◆ **Texte fourni**:
:::

Comment le succès des produits Apple a-t-il influé sur votre stratégie de définition de titres ? 

Nous avons créé dès 2008 une nouvelle activité au sein de Gameloft, qui correspond à ce segment du rich gaming. Il s'agit d'une activité à part, puisque la définition des titres se fait de façon autonome par rapport aux autres plates-formes mobiles. Cette entreprise au sein de l'entreprise a rapidement grossi. En deux ans, nous avons affecté un millier de collaborateurs sur cette activité, soit un quart de nos effectifs. Aujourd'hui, la plate-forme Apple est devenue la plate-forme maître chez Gameloft : nous développons d'abord nos titres sur iPhone avant de les adapter éventuellement sur d'autres plates-formes. 

"L'iPhone nous a permis de réduire nos coûts de portage"

Combien de titres proposez-vous sur iPhone et iPad ?  

Nous en avons un peu plus d'une centaine pour ces deux terminaux. L'iPhone reste la plate-forme la plus importante avec environ 80 titres, mais nous en proposons déjà une trentaine sur iPad. A titre de comparaison, notre catalogue est composé d'environ 300 titres, dont environ 200 sont encore actifs. Nous avons essayé de prendre en compte la diversité de la cible en proposant différents types de jeux. 

L'émergence de ce terminal a-t-elle eu un impact sur vos budgets de création ? Les capacités techniques de ces appareils vous poussent à proposer des jeux plus évolués...  

Paradoxalement, ils n'ont pas entraîné d'augmentation de nos budgets, mais plutôt une répartition différente de nos coûts. Nous investissions peu auparavant sur la création du jeu en lui-même, mais en revanche beaucoup sur le portage de nos jeux d'un terminal à un autre. Avant l'iPhone, un jeu devait être adapté sur environ 1 200 terminaux et traduit dans dix langues. La montée en puissance de l'iPhone a entraîné une augmentation des coûts de création de nos titres, qui a cependant été absorbée par une forte diminution de nos coûts de portage.

:::

◆ **Liste des enregistrements**:
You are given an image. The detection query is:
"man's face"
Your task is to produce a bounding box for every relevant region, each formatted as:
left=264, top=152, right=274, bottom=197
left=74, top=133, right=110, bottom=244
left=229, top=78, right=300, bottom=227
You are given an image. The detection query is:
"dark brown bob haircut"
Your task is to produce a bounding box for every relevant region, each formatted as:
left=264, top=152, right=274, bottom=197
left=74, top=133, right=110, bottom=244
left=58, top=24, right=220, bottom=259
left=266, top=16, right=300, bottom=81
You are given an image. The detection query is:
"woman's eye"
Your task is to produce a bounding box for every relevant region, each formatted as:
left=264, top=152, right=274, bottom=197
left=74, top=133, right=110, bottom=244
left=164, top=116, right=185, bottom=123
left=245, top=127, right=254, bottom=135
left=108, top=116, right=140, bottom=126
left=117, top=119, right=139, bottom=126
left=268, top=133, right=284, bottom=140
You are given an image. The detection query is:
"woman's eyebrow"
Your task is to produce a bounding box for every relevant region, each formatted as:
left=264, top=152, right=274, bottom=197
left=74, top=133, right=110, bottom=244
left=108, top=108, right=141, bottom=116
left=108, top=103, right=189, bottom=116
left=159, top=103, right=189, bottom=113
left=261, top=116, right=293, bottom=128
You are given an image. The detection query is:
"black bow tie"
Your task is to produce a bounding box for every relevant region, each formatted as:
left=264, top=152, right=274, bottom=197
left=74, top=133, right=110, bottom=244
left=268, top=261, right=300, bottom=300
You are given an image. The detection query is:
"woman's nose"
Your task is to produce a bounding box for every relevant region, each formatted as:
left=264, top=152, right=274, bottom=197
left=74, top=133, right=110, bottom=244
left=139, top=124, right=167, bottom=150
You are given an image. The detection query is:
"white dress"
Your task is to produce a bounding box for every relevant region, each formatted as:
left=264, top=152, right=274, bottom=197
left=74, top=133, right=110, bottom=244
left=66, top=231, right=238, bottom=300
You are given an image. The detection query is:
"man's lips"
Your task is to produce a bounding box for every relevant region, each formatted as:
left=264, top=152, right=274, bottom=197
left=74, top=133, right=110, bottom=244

:::

◆ **Vos tâches**:
**a.** Recopiez, dans l'entretien sur Gameloft, le passage allant de « Paradoxalement, ils n'ont » jusqu'à « coûts de portage. ».
**b.** D'après l'entretien sur Gameloft, combien de titres l'entreprise propose-t-elle déjà sur iPad ?
**c.** Prolongez l'entretien sur Gameloft à partir de sa dernière phrase.

◆ **Résultats par tâche**:
**a.**
Paradoxalement, ils n'ont pas entraîné d'augmentation de nos budgets, mais plutôt une répartition différente de nos coûts. Nous investissions peu auparavant sur la création du jeu en lui-même, mais en revanche beaucoup sur le portage de nos jeux d'un terminal à un autre. Avant l'iPhone, un jeu devait être adapté sur environ 1 200 terminaux et traduit dans dix langues. La montée en puissance de l'iPhone a entraîné une augmentation des coûts de création de nos titres, qui a cependant été absorbée par une forte diminution de nos coûts de portage.

**b.** Une trentaine de titres.

**c.**
Cette situation va-t-elle de nouveau changer avec la multiplication d'autres OS mobiles ?

La fragmentation des OS engendre à nouveau des coûts de portage importants, car nous voulons développer nos titres pour tous les OS. Nous sommes déjà actifs sur les autres plates-formes. Nous proposons une quinzaine de jeux sur Android, 25 sur Bada de Samsung, 7 sur Windows Phone 7 et 5 sur Symbian. Nous allons encore en sortir d'ici la fin de l'année. Le rich gaming est encore un relais de croissance pour Gameloft. 

Le mobile s'inscrit de plus en plus dans un écosystème d'écrans, entre télévisions connectées, tablettes et ordinateurs. Gameloft a-t-il vocation à s'étendre sur ces "nouveaux écrans" ? 

Oui. Le positionnement de Gameloft est de proposer des jeux grand public téléchargeables partout où cela est possible. Nous avons étendu notre activité aux consoles connectées qui proposent des places de marché de jeux comme Playstation Network, Wii Ware ou PSP Go. Nous regardons également de très près les télévisions connectées. Nous avons récemment sorti un premier jeu sur les téléviseurs Samsung en Corée du Sud et aux Etats-Unis. L'évolution des box de FAI comme Free ou SFR en France, qui intègrent des boutiques d'applications, nous intéresse également. 

Certains éditeurs de jeux sociaux comme Zynga s'installent sur mobile après avoir grandi sur Facebook. Cette nouvelle concurrence va-t-elle vous pousser à investir le Web 2.0 ?   

Le social gaming correspond à notre positionnement, nous suivons donc cela de près. Nous avons lancé il y a quelques mois un premier jeu de "farming", "Green Farm", et nous en sortirons d'autres en 2011. C'est un type de jeu qui fonctionne bien en multi plate-forme, c'est-à-dire en rebond d'un écran à l'autre. Nous allons adopter cette stratégie et nous donner les moyens de réussir sur ce segment. 

Gonzague de Vallois est Senior Vice-président de Gameloft, en charge des ventes et du marketing de l'entreprise. Diplômé de l'Essec, Gonzague de Vallois a débuté sa carrière à la direction marketing de Bouygues Telecom, avant d'intégrer Gameloft en 2000 pour lequel il conclut les premiers contrats de distribution pour le groupe avec des opérateurs européens et américains. Gonzague de Vallois a étendu le réseau de distribution au niveau mondial, puis mis en place une structure pour s'attaquer à l'émergence de la distribution numérique de jeu vidéo sur plateformes mobiles, mais aussi tablettes et consoles.